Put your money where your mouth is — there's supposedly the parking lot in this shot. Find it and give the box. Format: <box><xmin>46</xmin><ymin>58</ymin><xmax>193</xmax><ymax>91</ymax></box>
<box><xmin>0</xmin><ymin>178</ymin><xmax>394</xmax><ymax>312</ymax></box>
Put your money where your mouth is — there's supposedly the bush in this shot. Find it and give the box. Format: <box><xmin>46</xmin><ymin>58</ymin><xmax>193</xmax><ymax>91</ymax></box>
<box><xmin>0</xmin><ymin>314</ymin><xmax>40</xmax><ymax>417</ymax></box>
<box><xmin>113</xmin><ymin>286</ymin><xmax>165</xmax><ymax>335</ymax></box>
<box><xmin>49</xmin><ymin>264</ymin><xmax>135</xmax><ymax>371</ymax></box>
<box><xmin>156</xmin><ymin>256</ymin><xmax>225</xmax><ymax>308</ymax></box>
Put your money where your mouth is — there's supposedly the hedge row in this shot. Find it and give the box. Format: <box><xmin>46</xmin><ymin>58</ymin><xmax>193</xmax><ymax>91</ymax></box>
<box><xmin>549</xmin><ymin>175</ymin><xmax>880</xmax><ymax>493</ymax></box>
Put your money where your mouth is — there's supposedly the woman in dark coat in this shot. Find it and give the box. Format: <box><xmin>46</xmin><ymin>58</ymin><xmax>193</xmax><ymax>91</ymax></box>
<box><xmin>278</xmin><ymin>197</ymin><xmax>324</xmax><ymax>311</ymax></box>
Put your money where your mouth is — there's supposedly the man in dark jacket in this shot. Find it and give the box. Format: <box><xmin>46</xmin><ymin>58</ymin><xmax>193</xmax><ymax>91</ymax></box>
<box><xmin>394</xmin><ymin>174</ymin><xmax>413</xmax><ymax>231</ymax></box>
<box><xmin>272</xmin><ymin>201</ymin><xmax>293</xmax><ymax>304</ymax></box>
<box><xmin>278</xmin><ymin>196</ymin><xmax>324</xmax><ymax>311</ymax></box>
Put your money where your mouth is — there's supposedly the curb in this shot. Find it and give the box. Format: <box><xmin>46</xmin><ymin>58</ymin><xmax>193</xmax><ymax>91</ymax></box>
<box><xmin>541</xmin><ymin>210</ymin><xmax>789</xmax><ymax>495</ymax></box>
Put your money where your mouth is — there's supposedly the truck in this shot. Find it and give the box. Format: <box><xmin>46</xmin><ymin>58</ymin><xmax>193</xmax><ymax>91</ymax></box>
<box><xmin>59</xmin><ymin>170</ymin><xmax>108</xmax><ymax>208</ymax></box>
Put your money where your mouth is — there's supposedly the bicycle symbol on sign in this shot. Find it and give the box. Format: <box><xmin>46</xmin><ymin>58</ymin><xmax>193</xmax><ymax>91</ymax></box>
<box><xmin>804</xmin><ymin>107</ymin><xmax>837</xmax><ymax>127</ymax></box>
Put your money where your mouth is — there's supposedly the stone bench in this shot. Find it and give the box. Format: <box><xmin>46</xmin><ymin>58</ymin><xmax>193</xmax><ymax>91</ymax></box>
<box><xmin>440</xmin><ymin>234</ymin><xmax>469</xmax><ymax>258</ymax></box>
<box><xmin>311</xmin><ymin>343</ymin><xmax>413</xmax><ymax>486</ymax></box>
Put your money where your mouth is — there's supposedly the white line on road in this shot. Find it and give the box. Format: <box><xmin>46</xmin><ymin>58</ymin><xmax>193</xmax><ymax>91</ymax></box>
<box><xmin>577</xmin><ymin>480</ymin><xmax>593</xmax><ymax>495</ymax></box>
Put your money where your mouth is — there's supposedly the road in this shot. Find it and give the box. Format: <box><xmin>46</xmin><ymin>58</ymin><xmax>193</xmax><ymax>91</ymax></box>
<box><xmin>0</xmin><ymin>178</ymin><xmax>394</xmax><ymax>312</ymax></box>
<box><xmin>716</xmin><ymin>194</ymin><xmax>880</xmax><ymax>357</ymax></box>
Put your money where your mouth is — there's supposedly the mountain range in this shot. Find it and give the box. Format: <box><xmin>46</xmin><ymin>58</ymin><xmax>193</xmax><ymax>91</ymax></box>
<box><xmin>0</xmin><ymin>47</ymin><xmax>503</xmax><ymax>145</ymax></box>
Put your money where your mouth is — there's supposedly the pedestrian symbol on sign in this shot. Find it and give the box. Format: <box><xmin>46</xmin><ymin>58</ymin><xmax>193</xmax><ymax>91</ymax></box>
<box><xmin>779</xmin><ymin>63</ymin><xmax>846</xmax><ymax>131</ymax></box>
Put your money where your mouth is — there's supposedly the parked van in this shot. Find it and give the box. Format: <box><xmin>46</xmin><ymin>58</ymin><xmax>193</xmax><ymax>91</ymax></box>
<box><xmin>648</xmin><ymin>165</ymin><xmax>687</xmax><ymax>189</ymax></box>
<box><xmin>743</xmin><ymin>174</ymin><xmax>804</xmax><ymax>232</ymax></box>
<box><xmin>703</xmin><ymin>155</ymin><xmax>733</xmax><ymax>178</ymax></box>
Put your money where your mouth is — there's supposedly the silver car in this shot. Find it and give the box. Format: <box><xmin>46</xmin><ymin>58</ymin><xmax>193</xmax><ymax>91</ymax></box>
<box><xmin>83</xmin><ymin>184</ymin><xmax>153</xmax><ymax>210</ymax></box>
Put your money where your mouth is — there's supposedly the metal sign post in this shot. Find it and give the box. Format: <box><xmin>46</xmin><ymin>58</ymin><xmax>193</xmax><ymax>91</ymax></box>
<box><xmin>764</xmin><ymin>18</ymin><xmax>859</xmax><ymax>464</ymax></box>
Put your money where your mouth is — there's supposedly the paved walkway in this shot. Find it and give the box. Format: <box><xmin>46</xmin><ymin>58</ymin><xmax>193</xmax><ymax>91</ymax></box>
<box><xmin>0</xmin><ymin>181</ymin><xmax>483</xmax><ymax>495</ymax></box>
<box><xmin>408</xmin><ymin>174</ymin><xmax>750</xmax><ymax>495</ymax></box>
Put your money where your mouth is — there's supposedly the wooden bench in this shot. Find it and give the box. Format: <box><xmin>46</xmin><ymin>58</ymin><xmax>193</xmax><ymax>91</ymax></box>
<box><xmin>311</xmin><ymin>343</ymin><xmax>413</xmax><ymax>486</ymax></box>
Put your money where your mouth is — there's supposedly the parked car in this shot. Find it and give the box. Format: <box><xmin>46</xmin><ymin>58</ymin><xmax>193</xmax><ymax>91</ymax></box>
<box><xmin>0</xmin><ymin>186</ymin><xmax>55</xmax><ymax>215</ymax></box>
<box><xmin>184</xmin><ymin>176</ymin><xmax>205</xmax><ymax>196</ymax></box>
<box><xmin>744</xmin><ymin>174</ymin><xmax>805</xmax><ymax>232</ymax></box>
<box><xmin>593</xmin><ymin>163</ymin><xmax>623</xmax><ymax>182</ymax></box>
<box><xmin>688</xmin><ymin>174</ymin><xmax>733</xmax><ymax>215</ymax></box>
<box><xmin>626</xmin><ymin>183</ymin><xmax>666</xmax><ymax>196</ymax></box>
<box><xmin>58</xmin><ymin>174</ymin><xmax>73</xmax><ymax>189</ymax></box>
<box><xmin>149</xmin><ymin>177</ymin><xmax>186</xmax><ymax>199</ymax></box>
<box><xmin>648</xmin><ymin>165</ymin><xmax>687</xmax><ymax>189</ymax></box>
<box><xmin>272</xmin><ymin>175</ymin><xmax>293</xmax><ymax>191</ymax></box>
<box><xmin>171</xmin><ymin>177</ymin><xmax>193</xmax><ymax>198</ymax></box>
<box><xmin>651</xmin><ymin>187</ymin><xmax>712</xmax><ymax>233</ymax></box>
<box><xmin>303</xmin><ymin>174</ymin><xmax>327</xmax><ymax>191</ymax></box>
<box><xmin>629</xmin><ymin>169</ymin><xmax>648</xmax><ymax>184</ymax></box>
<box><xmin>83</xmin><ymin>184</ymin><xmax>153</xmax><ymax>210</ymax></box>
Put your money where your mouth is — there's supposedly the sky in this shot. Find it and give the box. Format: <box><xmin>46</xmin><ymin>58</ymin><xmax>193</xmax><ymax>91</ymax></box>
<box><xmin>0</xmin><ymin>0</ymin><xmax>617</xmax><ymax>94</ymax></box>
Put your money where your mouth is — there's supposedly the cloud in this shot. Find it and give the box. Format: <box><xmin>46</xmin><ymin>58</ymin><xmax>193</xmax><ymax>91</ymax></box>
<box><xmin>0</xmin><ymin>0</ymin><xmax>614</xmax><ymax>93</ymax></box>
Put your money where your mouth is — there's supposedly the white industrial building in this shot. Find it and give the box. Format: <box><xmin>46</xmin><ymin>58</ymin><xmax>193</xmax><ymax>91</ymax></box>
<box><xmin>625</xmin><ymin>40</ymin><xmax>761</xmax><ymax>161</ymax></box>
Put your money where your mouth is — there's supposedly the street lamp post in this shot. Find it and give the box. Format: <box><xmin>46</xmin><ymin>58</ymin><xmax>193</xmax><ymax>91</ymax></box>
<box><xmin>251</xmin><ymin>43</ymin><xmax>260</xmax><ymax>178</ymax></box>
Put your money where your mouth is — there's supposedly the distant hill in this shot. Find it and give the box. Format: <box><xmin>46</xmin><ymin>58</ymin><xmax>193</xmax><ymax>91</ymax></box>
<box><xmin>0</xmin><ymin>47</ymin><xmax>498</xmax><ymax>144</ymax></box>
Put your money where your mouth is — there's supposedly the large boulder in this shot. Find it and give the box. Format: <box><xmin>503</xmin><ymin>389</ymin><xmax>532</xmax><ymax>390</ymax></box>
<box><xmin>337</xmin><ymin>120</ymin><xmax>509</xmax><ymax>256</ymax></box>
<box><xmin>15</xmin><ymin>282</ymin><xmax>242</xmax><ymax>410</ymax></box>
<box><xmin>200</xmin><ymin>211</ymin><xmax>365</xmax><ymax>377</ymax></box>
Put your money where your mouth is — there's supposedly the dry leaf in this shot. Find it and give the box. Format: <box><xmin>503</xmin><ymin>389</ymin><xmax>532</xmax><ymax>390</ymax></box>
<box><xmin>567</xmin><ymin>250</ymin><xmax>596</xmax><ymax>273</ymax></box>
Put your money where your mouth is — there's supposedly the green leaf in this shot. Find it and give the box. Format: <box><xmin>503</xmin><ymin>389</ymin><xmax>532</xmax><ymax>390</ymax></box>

▶ **TASK INSTRUCTIONS**:
Count the lines of the rows above that contain the word "bench", treating uppercase and lowercase letters as different. Give only the number.

▶ **EXERCISE RESPONSE**:
2